Only the lines from the one containing "The component shall identify every instance of the light" through the final line of the material below should be output, exactly as they stand.
━━━━━━━━━━━━━━━━━━━━━━━━━━━━━━
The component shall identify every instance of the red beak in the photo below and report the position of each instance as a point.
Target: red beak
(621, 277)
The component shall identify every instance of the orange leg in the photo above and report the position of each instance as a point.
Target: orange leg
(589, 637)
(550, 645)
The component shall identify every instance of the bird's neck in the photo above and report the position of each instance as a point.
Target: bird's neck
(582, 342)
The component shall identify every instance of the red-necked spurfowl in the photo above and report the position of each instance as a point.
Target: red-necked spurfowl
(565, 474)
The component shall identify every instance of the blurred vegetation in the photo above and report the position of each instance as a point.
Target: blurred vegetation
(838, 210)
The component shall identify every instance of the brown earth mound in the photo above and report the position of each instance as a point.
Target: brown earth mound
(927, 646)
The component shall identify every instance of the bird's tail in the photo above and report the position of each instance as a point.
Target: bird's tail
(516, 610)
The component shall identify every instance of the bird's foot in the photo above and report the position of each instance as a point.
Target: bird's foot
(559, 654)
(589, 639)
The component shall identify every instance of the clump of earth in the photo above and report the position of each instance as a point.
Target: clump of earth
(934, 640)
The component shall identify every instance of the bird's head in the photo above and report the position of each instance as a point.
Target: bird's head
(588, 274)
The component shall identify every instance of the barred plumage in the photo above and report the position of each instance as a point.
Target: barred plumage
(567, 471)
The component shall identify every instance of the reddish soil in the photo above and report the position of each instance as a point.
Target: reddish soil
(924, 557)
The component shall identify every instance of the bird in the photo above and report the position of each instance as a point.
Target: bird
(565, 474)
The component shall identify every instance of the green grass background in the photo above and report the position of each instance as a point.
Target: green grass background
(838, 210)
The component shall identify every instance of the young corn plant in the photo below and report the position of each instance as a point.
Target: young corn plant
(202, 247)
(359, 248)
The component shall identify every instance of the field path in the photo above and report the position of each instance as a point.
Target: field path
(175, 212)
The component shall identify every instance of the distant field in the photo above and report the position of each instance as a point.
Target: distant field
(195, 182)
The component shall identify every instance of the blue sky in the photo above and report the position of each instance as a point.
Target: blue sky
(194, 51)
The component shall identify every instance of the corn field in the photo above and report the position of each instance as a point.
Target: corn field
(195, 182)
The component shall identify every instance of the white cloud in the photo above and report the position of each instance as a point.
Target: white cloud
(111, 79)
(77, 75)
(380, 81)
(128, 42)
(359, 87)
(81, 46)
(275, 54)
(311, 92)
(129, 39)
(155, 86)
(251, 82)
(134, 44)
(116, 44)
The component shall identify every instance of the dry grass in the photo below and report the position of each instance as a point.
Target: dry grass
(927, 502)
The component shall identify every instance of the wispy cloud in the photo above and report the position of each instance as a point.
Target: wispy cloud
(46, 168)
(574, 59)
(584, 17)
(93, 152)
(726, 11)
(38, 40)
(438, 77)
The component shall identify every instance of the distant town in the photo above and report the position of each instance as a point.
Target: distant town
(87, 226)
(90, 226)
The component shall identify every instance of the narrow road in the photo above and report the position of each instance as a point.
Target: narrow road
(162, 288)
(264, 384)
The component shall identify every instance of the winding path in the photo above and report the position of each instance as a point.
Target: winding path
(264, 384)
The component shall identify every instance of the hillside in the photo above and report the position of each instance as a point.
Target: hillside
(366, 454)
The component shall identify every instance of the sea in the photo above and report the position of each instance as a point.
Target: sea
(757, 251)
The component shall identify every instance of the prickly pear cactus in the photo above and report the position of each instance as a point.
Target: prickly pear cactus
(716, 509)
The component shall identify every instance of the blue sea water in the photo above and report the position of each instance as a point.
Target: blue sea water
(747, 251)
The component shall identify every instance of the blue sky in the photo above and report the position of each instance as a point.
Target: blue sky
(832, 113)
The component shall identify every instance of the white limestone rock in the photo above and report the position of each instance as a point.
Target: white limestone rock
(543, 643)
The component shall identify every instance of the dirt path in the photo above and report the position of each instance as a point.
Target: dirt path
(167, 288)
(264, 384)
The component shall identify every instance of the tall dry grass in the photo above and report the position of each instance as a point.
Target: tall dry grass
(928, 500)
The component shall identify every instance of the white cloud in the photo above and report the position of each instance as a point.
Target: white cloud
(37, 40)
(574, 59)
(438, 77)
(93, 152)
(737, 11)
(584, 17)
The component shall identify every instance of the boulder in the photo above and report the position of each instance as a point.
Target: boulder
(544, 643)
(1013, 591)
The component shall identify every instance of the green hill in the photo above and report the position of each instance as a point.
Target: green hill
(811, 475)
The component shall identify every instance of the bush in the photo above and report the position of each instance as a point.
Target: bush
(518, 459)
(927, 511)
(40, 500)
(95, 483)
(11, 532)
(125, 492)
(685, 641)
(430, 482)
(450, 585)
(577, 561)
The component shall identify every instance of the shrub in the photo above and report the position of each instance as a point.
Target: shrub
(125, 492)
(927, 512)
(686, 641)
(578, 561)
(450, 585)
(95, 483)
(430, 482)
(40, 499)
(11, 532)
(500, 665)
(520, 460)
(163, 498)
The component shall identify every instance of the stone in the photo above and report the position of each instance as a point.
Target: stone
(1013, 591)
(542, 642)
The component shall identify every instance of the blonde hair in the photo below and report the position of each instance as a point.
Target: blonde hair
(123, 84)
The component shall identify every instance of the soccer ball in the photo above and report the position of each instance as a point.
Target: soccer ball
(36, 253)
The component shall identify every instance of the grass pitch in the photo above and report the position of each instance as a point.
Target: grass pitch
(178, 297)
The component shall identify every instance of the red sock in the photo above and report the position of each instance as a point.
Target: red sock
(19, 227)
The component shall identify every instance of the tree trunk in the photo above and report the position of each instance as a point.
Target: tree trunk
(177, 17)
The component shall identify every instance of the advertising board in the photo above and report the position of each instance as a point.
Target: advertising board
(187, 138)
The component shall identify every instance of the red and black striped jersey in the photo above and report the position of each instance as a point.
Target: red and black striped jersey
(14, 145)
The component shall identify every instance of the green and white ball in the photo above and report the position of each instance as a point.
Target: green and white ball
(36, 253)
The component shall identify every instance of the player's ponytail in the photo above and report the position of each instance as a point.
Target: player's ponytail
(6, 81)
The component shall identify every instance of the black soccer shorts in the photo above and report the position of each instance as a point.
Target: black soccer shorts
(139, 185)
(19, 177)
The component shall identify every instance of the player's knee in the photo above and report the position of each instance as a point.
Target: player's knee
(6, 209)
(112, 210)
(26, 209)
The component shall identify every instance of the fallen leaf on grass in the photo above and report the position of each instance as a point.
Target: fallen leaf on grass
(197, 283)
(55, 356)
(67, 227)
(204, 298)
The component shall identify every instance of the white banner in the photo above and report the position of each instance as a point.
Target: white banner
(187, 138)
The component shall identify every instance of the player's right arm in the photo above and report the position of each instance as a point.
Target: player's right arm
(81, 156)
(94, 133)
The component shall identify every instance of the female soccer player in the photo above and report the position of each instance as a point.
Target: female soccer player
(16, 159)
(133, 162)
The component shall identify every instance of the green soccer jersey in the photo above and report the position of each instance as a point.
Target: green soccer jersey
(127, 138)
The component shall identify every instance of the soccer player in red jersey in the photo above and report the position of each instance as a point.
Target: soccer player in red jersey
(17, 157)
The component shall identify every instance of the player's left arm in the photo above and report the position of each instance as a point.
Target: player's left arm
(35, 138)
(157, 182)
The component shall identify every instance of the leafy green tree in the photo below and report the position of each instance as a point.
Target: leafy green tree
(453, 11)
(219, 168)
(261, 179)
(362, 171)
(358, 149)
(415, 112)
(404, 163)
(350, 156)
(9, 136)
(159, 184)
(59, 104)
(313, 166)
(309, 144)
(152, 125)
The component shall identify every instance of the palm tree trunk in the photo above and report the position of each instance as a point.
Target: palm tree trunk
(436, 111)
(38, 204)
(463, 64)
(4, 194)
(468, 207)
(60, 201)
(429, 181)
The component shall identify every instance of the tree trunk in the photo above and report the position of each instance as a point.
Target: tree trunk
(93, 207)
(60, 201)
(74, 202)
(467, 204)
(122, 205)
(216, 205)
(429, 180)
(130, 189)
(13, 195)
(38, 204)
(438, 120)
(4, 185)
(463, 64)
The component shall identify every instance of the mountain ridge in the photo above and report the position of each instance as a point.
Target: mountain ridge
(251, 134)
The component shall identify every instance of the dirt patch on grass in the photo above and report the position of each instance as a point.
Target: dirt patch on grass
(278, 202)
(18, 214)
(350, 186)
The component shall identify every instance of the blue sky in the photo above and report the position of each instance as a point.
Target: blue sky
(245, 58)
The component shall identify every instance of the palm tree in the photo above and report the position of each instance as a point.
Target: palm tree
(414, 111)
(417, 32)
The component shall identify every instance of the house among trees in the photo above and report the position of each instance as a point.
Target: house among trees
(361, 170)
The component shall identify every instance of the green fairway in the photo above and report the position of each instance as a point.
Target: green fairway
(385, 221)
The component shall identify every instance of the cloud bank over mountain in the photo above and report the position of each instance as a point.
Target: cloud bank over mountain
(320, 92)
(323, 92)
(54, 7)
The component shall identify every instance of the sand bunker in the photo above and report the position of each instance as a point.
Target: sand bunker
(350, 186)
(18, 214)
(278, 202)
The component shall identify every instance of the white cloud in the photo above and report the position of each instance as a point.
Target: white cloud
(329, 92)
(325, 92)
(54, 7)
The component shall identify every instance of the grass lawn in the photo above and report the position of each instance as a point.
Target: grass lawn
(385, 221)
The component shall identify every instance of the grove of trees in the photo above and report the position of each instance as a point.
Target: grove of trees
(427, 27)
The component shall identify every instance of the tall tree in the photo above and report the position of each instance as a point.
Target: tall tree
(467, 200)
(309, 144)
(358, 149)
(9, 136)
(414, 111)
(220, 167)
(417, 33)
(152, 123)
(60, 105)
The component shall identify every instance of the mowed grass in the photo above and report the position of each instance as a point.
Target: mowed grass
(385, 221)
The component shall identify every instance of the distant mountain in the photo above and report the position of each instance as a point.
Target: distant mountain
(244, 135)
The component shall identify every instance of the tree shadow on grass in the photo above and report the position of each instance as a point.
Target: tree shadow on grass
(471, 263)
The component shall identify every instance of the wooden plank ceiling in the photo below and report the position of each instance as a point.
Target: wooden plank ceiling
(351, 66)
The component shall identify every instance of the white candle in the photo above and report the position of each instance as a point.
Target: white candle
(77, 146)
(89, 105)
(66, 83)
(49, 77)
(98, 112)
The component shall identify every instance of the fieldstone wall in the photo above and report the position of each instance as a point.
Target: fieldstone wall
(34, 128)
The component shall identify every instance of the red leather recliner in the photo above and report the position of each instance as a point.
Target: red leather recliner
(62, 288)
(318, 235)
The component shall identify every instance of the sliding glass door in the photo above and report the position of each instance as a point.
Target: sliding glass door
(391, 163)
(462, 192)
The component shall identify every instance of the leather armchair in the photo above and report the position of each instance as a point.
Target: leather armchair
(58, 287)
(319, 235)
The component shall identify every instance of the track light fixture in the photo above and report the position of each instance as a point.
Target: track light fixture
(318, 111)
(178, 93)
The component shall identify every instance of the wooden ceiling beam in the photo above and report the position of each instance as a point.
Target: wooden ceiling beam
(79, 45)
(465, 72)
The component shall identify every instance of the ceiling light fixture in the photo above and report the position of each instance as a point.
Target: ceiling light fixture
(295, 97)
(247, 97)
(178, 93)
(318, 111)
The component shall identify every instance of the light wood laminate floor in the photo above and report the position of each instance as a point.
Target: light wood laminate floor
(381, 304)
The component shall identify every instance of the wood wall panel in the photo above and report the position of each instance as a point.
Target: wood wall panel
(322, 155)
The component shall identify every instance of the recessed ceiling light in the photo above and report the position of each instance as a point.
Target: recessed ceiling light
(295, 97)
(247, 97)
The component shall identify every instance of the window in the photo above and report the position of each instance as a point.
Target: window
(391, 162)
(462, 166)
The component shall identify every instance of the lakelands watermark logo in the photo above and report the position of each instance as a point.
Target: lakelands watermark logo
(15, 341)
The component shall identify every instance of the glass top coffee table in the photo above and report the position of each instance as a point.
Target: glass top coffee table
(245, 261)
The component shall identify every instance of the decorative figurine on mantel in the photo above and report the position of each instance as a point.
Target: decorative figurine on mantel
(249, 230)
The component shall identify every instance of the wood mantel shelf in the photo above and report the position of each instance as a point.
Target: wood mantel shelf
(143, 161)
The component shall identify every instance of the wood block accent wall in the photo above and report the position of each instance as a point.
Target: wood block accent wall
━━━━━━━━━━━━━━━━━━━━━━━━━━━━━━
Solution to this exercise –
The component shall identify every instance of the light wood laminate floor in the photo above and report the position of each instance as a point.
Target: light wood laminate floor
(381, 304)
The component shall identify every instance of the wood wall panel in the photo above and report the position of each instance as a point.
Target: wood wall panel
(322, 155)
The component shall identify every instance of the recessed ceiling light in the photo above and report the position of each instance as a point.
Target: recessed ceiling light
(295, 97)
(247, 97)
The component shall identify every instance of the window in the photo above and report the position of each instance as a point.
Target: window
(391, 162)
(462, 166)
The component shall identify every instance of the lakelands watermark logo in the photo above and report the position of each instance as a point.
Target: lakelands watermark logo
(15, 341)
The component shall identify every instance of the glass top coffee table in the photo above and report the position of each instance as a point.
Target: glass top coffee table
(245, 261)
The component shall identify every instance of the decorative figurine on mantel in the photo above and report the position of each instance as a point.
Target: decorative figurine on mantel
(249, 230)
The component shall identify every instance of the wood mantel shelf in the photo above and report the position of each instance as a point.
Target: wood mantel shelf
(143, 161)
The component shall identify every instance of the wood block accent wall in the photo above and report the position of each instance as a point.
Target: wood block accent wall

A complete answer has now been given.